DIRECTIONS FOR THIS TASK: Output, with no changes, the span of lines that opens with the line containing "head for grasp planning." and closes with the last line.

Annotated coordinate records:

☆ ☆ ☆ ☆ ☆ ☆ ☆

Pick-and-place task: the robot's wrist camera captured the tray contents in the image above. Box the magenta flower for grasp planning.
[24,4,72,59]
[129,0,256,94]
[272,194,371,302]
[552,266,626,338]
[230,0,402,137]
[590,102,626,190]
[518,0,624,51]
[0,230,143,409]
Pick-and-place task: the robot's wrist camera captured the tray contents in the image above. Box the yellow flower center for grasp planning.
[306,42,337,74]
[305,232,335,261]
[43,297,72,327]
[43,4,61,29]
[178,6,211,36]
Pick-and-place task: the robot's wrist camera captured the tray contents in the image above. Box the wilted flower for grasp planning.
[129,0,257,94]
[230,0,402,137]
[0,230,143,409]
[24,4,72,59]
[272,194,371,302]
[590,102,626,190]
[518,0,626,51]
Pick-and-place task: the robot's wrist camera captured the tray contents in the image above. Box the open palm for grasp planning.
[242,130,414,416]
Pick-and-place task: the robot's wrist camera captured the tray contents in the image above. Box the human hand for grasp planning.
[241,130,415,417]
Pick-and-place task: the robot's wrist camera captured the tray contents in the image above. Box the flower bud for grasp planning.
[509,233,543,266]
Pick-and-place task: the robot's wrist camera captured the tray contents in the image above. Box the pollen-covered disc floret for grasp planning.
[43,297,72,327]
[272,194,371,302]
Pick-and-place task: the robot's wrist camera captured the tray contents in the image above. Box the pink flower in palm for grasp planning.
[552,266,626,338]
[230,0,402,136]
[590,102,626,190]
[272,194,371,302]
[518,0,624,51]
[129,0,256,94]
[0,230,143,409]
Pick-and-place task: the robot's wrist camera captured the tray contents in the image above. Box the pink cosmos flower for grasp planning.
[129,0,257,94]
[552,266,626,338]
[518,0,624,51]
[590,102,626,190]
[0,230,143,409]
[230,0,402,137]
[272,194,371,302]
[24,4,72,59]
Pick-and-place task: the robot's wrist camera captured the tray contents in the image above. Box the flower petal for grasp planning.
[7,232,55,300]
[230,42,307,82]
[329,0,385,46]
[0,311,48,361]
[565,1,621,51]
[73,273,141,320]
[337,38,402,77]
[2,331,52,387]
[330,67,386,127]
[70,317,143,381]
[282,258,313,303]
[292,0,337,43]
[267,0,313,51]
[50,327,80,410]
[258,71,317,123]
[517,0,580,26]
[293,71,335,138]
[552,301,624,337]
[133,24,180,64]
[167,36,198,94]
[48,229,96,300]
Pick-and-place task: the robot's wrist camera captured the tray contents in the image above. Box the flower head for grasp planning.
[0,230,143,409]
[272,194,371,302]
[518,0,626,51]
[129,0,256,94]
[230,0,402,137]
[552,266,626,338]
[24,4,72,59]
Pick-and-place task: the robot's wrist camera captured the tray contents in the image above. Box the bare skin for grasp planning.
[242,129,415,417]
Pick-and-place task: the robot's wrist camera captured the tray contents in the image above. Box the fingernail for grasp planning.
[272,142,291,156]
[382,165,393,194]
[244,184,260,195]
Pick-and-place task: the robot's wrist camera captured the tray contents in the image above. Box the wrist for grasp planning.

☆ ☆ ☆ ☆ ☆ ☆ ☆

CORRECT RESPONSE:
Pick-and-place task: the robot's wrist camera captured the tray contents in the image above. Box the flower head for grasp planning.
[0,230,143,409]
[272,194,371,302]
[518,0,626,51]
[129,0,256,94]
[230,0,402,137]
[552,266,626,338]
[24,4,72,59]
Pick-and-place task: the robot's wrist camera captured the tray contents in the image above. Box the bare skin for grasp planning.
[242,129,415,417]
Pick-and-place task: the robot's wrist camera captured the tray contents in the image above. Box the fingernail for grasp planning.
[272,142,291,156]
[382,165,393,194]
[244,184,260,195]
Pick-and-place task: the robot's wrist camera captured the tray contents in the image above. Box the wrist for grasp planning.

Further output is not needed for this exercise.